STATED PROBLEM 1: In the piece about planning a walkable neighborhood, which company buys the entire parcel of unrestricted land?

Let’s suppose we want to build an interesting, walkable, mixed-use neighborhood.
Now suppose that we put together a bunch of land and divide it up into the nicest traditional urban grid you’ve ever seen, a carefully massaged irregular grid that is porous yet discourages through traffic as well as any suburban loop-and-cul-de-sac pattern. Since land-use regulation just hampers the ability of small-scale actors to create the fine-grained urbanism we know and love, we put all the land up for sale as unrestricted reserves. Lyondell promptly comes in and buys the entire parcel and turns it into a polymer manufacturing facility. FAIL. Granted, the world needs polymers… but the original objective was walkable mixed-use.
So why not get out the deed restrictions?
We plat out the same street network, we figure out good locations for commercial, multi-family, single-family, etc are and then we put varying levels of deed restrictions on everything. Over the next few years the development fills out, until there’s houses and coffeeshops and schools and all sorts of goodness all together. Slowly the neighborhood ages and takes on a nice patina. Since everything is mostly built out to the maximum allowed by deed restriction, the landscape stays remarkably the same. Eventually the neighborhood becomes so familiar to its inhabitants that any change seems jarring, even revolting. One summer a couple of frenchmen move in, tear down one of the quaint bungalows, and in its place construct a sleek, ultramodern edifice – the love child of Ayn Rand and Le Corbusier.

STATED PROBLEM 2: From the records below, give everything from the line containing "Where can you see the metal" down to the line containing "<point>84,140</point>" as a JSON list of strings, one string per line, leaving out blank lines.

[Pointing records]
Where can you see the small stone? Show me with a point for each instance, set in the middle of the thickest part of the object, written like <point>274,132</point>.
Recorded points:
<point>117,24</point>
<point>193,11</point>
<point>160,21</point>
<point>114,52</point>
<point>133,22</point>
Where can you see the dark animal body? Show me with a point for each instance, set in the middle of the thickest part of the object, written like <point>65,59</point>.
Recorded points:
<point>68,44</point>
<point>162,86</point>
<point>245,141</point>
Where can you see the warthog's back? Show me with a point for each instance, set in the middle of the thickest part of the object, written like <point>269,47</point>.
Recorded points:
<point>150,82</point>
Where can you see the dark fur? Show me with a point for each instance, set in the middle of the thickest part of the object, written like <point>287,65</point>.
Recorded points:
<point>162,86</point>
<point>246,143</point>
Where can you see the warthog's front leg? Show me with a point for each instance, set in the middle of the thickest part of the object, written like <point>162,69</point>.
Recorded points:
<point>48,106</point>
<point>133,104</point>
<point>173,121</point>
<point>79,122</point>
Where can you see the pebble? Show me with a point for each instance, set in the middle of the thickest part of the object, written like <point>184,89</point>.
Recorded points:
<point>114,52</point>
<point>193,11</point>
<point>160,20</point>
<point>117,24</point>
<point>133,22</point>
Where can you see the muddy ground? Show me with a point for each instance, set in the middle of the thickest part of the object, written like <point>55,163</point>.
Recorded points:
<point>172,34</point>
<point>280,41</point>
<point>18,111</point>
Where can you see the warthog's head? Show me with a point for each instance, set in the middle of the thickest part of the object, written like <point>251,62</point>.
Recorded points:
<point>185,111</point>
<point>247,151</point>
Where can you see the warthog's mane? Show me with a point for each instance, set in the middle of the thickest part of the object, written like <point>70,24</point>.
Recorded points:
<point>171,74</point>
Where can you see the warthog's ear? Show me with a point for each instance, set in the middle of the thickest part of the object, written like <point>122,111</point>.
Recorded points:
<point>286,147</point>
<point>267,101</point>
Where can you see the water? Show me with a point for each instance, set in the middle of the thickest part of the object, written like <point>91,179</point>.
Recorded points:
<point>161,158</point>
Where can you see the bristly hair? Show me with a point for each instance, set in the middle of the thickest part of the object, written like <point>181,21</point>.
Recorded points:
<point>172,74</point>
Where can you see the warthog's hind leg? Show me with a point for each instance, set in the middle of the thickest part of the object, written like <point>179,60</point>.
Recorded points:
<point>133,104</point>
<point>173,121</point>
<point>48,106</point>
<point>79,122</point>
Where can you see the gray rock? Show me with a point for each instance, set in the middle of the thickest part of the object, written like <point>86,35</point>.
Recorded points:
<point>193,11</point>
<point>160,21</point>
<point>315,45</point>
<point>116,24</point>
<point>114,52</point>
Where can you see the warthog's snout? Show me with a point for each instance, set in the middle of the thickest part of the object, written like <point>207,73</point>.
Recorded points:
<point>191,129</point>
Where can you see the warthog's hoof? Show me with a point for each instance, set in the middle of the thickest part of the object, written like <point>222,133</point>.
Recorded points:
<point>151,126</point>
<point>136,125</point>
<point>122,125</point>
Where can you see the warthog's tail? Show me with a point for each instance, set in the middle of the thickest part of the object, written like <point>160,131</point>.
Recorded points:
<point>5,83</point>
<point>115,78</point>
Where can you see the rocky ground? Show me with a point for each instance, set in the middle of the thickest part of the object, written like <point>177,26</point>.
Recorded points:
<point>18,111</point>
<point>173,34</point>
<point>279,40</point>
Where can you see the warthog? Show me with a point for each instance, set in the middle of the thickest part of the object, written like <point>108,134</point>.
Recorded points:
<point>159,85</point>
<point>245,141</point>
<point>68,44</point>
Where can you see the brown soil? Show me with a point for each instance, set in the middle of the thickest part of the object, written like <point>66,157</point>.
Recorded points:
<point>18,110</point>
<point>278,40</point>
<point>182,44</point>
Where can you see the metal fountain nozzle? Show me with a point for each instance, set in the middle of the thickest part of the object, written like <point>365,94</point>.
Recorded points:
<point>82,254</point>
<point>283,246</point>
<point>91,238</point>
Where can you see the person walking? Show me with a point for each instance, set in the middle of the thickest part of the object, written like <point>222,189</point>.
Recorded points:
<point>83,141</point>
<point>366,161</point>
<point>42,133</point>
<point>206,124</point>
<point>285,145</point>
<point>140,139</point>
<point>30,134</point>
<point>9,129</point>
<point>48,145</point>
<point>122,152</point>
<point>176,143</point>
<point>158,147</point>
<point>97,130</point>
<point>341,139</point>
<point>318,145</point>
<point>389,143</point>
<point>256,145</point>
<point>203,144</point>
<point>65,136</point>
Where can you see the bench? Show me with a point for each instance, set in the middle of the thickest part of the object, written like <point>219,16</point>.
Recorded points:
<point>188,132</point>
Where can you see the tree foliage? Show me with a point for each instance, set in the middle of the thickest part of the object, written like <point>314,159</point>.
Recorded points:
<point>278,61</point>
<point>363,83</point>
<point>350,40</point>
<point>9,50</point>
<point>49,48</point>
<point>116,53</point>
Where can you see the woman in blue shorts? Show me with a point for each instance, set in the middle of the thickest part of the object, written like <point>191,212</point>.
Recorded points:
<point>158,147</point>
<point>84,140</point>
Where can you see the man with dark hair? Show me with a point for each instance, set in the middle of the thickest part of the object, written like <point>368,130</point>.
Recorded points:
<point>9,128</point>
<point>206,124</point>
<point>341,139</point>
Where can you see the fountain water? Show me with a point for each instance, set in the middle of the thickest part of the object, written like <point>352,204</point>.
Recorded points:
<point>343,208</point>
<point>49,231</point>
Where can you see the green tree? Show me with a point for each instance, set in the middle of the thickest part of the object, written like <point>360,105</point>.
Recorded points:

TASK SOLUTION 1: Lyondell

TASK SOLUTION 2:
[
  "Where can you see the metal fountain nozzle? Show me with a point for each instance, set in the middle of the thickest part of the object, written like <point>365,94</point>.",
  "Recorded points:",
  "<point>82,254</point>",
  "<point>283,246</point>",
  "<point>91,238</point>",
  "Where can you see the person walking? Show me with a point for each instance, set in the middle of the thickest part of the object, written like <point>222,189</point>.",
  "Recorded points:",
  "<point>83,141</point>",
  "<point>366,161</point>",
  "<point>42,133</point>",
  "<point>206,124</point>",
  "<point>285,145</point>",
  "<point>140,139</point>",
  "<point>30,134</point>",
  "<point>9,129</point>",
  "<point>48,145</point>",
  "<point>122,152</point>",
  "<point>176,143</point>",
  "<point>158,147</point>",
  "<point>97,130</point>",
  "<point>341,139</point>",
  "<point>318,145</point>",
  "<point>389,143</point>",
  "<point>256,145</point>",
  "<point>203,144</point>",
  "<point>65,136</point>",
  "Where can you see the bench? Show me with a point for each instance, set in the middle of the thickest part of the object, written like <point>219,16</point>.",
  "Recorded points:",
  "<point>188,132</point>",
  "Where can you see the tree foliage? Show me with a point for each instance, set in the middle of the thickest part of the object, written like <point>314,159</point>.",
  "Recorded points:",
  "<point>278,61</point>",
  "<point>363,83</point>",
  "<point>350,40</point>",
  "<point>9,50</point>",
  "<point>49,48</point>",
  "<point>116,53</point>",
  "Where can you see the woman in blue shorts? Show me with a point for each instance, set in the middle of the thickest part of the object, written like <point>191,212</point>.",
  "Recorded points:",
  "<point>158,147</point>",
  "<point>84,140</point>"
]